| Required work |
Reproduce the lines of the listing below word for word, beginning at the line containing "lawn in this photo." and continuing through the end of the listing.

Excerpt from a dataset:
%%

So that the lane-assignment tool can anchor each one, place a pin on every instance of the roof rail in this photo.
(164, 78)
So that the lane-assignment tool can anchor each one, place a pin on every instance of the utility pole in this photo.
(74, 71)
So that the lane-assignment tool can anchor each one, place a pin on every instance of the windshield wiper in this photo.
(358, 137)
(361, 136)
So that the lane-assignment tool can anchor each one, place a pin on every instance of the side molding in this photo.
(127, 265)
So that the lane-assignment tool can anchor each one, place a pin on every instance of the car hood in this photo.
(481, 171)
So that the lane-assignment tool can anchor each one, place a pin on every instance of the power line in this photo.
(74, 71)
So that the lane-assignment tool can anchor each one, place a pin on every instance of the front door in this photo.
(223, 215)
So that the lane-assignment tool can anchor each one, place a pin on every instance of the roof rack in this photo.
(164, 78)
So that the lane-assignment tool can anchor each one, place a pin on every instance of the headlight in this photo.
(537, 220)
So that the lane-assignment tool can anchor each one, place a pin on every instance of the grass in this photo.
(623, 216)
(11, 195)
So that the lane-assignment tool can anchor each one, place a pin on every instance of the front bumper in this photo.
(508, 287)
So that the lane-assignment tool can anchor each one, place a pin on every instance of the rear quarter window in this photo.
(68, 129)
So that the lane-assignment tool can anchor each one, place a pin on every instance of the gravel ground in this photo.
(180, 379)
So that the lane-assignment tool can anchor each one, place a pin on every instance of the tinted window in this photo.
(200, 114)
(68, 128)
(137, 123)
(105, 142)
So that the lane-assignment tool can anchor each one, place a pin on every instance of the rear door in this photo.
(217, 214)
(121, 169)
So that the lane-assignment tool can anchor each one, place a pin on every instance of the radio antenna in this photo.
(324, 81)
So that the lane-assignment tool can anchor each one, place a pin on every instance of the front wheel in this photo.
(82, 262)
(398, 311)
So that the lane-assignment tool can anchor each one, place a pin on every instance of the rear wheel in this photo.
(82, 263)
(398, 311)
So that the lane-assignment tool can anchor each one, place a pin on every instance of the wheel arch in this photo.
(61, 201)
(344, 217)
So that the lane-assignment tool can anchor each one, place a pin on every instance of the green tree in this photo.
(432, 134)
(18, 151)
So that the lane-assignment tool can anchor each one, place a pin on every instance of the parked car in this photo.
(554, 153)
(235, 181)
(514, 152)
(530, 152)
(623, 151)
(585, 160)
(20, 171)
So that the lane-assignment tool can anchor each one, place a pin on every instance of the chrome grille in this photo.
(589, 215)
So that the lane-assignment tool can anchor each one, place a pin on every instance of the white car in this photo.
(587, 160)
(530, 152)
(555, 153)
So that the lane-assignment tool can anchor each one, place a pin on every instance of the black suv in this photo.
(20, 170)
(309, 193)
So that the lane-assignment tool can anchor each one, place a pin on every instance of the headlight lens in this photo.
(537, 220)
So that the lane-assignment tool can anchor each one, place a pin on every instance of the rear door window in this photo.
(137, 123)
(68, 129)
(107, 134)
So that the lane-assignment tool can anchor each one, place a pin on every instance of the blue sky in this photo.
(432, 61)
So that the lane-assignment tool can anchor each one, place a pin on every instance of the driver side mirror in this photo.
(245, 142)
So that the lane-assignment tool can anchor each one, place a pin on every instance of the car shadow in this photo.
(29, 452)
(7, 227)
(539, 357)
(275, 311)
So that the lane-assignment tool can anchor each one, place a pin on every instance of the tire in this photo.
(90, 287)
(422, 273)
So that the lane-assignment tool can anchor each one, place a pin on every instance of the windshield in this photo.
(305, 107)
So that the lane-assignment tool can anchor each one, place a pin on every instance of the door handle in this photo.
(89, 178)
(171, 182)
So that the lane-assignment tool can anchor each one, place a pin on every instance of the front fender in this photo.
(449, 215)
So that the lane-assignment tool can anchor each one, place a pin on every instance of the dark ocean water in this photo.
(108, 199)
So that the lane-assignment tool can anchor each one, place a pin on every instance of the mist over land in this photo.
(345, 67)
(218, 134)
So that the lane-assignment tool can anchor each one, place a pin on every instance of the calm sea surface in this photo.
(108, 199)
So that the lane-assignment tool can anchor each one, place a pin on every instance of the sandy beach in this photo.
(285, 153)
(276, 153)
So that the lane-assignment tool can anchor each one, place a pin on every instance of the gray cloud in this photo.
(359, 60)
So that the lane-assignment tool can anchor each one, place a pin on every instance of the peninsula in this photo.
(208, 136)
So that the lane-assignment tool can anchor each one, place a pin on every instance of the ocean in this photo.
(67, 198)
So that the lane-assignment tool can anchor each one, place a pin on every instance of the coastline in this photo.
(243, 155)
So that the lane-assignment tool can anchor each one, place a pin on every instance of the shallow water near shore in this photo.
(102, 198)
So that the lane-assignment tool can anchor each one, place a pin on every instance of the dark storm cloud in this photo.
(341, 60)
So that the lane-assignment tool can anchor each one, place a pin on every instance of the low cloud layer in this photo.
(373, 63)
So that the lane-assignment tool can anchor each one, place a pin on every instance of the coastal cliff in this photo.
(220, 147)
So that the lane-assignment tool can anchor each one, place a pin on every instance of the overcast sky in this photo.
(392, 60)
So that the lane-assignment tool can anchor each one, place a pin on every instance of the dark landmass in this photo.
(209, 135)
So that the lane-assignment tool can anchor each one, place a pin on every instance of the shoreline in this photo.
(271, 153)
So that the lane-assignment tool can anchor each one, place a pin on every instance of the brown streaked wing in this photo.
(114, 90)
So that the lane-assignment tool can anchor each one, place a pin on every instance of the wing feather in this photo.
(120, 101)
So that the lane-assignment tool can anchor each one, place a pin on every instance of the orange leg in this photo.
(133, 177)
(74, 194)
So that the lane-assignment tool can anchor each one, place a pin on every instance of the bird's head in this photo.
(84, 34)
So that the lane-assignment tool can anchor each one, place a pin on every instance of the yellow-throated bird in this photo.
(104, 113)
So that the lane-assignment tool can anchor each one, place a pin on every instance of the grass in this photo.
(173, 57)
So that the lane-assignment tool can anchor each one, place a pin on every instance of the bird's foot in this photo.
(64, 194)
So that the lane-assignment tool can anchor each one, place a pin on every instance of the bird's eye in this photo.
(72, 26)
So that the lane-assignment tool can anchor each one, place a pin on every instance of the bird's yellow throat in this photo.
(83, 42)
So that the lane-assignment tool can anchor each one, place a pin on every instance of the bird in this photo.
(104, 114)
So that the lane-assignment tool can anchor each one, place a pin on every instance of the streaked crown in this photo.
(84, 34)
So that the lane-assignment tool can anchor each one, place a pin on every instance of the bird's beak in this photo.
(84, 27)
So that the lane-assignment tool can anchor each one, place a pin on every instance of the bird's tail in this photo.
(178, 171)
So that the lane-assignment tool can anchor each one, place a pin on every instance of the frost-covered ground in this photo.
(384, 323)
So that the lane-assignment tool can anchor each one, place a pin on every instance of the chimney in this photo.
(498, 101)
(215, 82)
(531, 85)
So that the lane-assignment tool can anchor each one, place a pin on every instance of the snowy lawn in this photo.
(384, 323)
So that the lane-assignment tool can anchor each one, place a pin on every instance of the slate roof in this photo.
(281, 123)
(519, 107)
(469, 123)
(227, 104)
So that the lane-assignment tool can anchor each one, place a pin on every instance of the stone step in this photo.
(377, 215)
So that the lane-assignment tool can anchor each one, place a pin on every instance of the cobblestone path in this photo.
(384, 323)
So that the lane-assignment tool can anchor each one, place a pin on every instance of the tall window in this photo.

%%

| Written answer |
So that the lane-assignment tool can anchor each one, place a pin on every instance of the snowy lawn in this photo.
(384, 323)
So that the lane-assignment tool can anchor each one, place a pin on every instance of the slate roof in this photo.
(281, 123)
(519, 107)
(469, 123)
(227, 104)
So that the lane-assignment tool can anchor each one, place a pin on every instance of the stone step in this photo.
(377, 215)
So that the lane-assignment tool can anchor each one, place a pin on every instance of the cobblestone path in this photo.
(384, 323)
So that the lane-assignment tool can anchor each one, place a pin on every instance of the tall window in this photo.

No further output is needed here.